[Data listing]
※
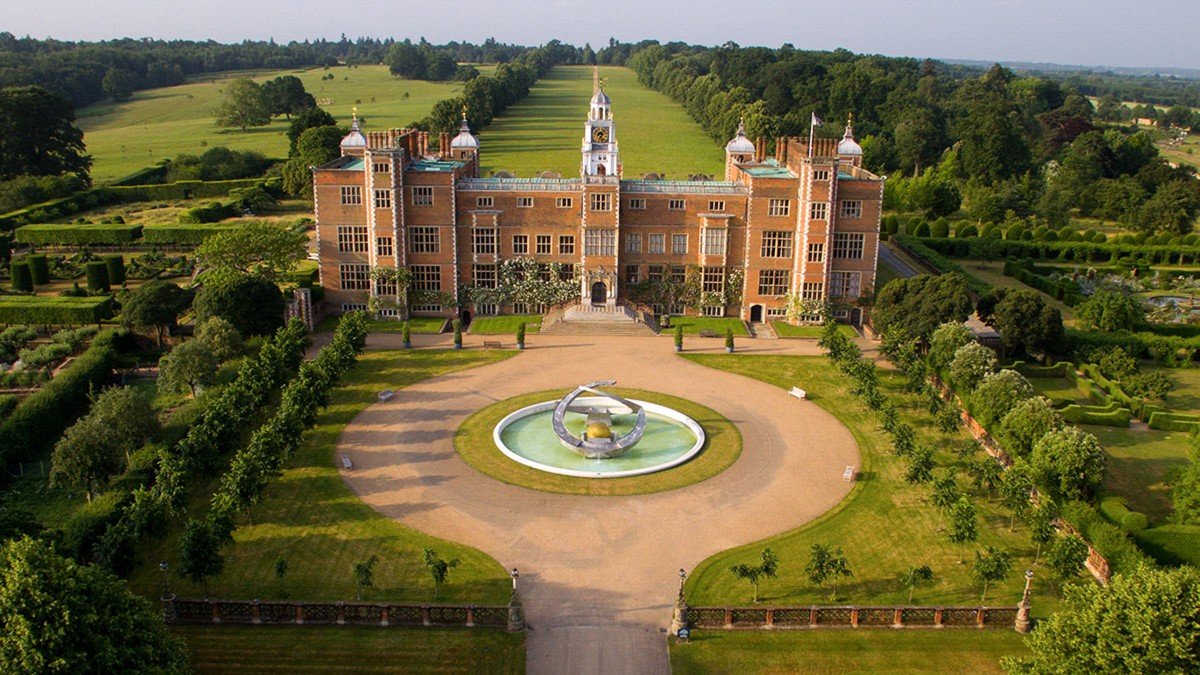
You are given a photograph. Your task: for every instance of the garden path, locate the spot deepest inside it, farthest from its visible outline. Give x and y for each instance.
(599, 574)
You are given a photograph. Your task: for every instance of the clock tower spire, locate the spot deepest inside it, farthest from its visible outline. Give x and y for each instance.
(599, 133)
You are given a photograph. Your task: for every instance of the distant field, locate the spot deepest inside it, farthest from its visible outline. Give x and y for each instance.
(162, 123)
(545, 130)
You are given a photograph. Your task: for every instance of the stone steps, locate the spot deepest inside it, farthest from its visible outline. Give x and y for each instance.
(598, 328)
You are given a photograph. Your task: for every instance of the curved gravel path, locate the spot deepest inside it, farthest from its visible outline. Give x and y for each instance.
(599, 574)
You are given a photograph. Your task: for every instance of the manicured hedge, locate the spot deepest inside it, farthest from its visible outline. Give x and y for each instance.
(1102, 416)
(77, 234)
(115, 267)
(37, 422)
(1175, 422)
(916, 248)
(989, 249)
(22, 278)
(1110, 541)
(1119, 513)
(54, 310)
(180, 234)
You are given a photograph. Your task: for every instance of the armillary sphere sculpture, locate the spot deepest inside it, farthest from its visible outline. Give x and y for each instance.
(598, 441)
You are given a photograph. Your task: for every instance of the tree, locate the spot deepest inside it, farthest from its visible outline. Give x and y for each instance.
(438, 568)
(1041, 523)
(1026, 323)
(1067, 556)
(1015, 489)
(187, 366)
(118, 84)
(916, 577)
(827, 562)
(1171, 209)
(1115, 363)
(127, 413)
(946, 341)
(286, 96)
(220, 336)
(407, 60)
(946, 489)
(997, 394)
(1025, 423)
(85, 457)
(255, 249)
(1068, 463)
(364, 574)
(1146, 620)
(281, 568)
(921, 304)
(309, 118)
(154, 304)
(58, 616)
(199, 553)
(768, 565)
(971, 363)
(244, 105)
(251, 303)
(921, 465)
(39, 135)
(964, 523)
(991, 566)
(1109, 311)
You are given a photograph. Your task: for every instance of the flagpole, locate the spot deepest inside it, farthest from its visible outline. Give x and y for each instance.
(813, 126)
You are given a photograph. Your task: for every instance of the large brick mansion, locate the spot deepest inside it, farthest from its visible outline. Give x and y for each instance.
(804, 222)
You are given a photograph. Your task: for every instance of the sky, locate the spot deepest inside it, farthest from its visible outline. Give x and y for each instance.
(1113, 33)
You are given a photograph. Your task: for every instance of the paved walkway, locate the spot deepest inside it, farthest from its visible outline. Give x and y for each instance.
(599, 574)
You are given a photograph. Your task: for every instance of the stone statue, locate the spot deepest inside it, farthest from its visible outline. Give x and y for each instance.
(598, 441)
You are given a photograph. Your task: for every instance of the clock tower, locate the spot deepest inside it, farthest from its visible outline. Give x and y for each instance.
(599, 135)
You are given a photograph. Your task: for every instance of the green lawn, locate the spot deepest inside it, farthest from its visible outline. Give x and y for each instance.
(723, 446)
(845, 651)
(785, 329)
(694, 324)
(417, 324)
(159, 124)
(311, 518)
(885, 525)
(993, 273)
(1139, 461)
(1062, 390)
(543, 132)
(345, 649)
(505, 324)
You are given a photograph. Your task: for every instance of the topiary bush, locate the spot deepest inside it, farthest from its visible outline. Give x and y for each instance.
(97, 276)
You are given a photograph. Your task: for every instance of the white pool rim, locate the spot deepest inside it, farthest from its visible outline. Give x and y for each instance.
(663, 411)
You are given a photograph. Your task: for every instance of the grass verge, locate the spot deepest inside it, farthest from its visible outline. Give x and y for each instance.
(723, 446)
(845, 651)
(345, 649)
(312, 519)
(885, 524)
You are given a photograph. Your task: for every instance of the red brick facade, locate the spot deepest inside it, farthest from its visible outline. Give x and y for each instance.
(803, 222)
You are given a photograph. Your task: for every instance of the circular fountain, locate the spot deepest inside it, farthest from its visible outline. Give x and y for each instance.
(601, 435)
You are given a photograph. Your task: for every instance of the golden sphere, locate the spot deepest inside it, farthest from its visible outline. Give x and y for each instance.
(599, 430)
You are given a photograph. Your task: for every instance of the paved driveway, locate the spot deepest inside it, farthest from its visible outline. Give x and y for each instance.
(599, 574)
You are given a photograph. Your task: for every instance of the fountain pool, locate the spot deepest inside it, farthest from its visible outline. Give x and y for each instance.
(528, 437)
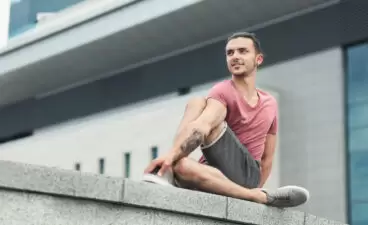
※
__TASK TO COMPLETE__:
Please copy out every line of the data listing above again, word for word, leaving out the pictures.

__WRITTEN RESPONSE__:
You are given a photograph. Your task: for every instance of the garden path, locate the spot deepest inside it, farthest from its visible outline. Give x and y for each instance.
(599, 574)
You are given a photograph. Your task: for every instance of the clock tower spire, locate the spot deepest inside it, farthest from its visible outline. Give x and y for each instance.
(599, 133)
You are given a photograph. Your task: for every instance of the distant field, locate the spot deepest inside it, farthest from its visible outline. Give x and y for each instance.
(162, 123)
(545, 130)
You are given a photograph. Your task: for every instance of the stone steps, locate the spot deepest inside it, farthest from its visible outline. Give x and y for each instance.
(598, 328)
You are given a photograph. Your task: for every instance of the curved gravel path, locate the spot deepest inside it, farthest from its visible outline. Give x and y for each instance.
(599, 574)
You are given a photograph. Your task: for every instance of the manicured hedge, locate the spot deepest inside it, farthest from its visible outline. Give x and y for each instance.
(1102, 416)
(77, 234)
(115, 267)
(37, 422)
(1175, 422)
(916, 248)
(989, 249)
(22, 278)
(1110, 541)
(1119, 513)
(54, 310)
(180, 234)
You are given a photograph. Your task: for every instance of the armillary sphere sculpture, locate the spot deepest inside it, farthest from its visible outline. Give x and y for each instance.
(598, 441)
You are given a photograph. Your task: for every instance of the tree, locate the spot deepest inside it, farthest from its visible outline. Give x and y for each instance.
(438, 568)
(1041, 523)
(1026, 323)
(1067, 556)
(1015, 489)
(187, 366)
(118, 84)
(916, 577)
(827, 562)
(1171, 209)
(1115, 363)
(127, 413)
(946, 341)
(286, 96)
(220, 336)
(407, 60)
(946, 489)
(997, 394)
(1025, 423)
(85, 457)
(255, 249)
(1068, 463)
(364, 574)
(1146, 620)
(281, 568)
(921, 304)
(309, 118)
(154, 304)
(58, 616)
(199, 553)
(768, 565)
(971, 363)
(244, 105)
(251, 303)
(921, 465)
(39, 135)
(964, 523)
(991, 566)
(1109, 311)
You are given a photograph. Your task: for every instance of the flagpole, locate the spot deepest inside it, farthest from its visible outline. Give x and y for each instance.
(813, 126)
You are given a photograph. Your task: for every instance of the large brick mansion, locate the spot deepest inside it, farthest from its visible outline. Give x and y for each instance.
(804, 222)
You are given a photograph. Your task: for every instance of the sky, locate the spot deepest inside it, farthest from its visible outline. Give x and y for each instance.
(1113, 33)
You are given a photograph. Your task: for every instance of the paved walkway, locate the spot deepest inside it, farthest from its visible outline. Give x and y for each instance.
(599, 574)
You are given a photograph. Your task: for every instance of the stone statue, locate the spot deepest inside it, farthest from its visible outline. Give x and y for each instance.
(598, 441)
You are given a photograph. Your task: for every instance of the clock tower, locate the spot deepest inside it, farthest from its visible outline. Give x and y for each instance.
(599, 135)
You are given a photograph. Your task: for every instance of the green lawn, locate the spot deepest inside it, farthest from its visible outline. Give x and y for each instance.
(723, 446)
(845, 651)
(785, 329)
(694, 324)
(417, 324)
(159, 124)
(311, 518)
(885, 525)
(993, 273)
(1139, 461)
(1062, 390)
(543, 132)
(345, 649)
(505, 324)
You are given a photograph. Your task: for every instance of the topiary bush, locate the spot deepest inside it, farthest from its visible outline. Give x and y for each instance.
(97, 276)
You are given a photograph. Your task: for every instance of the white pool rim, locate the spot deepest inside it, farthest from its visible outline. Give x and y for each instance.
(663, 411)
You are given a photograph. Your task: for every instance of the grass verge, locate the spot deepest inside it, farthest from its visible outline. Give x and y for each instance.
(723, 446)
(845, 651)
(345, 649)
(312, 519)
(885, 524)
You are given a photograph. Your task: for every instance of the red brick facade, locate the spot deepest inside it, farthest from its visible outline. Give x and y for each instance.
(803, 222)
You are given a photograph. Your task: for every instance of the circular fountain, locate the spot deepest inside it, farthest from its visible outline. Give x and y for each instance.
(601, 435)
You are given a photograph. Your task: for every instance of the golden sphere, locate the spot deepest inside it, farthest from its visible outline. Give x and y for each instance.
(599, 430)
You are given a photograph. Your task: for every instance of the paved driveway, locate the spot deepest inside it, farthest from its visible outline. Give x and y for each instance.
(599, 574)
You are given a photograph. Your task: for every instance of the fountain pool, locate the spot deepest inside it, farthest from its visible outline. Give x and y for each instance.
(528, 437)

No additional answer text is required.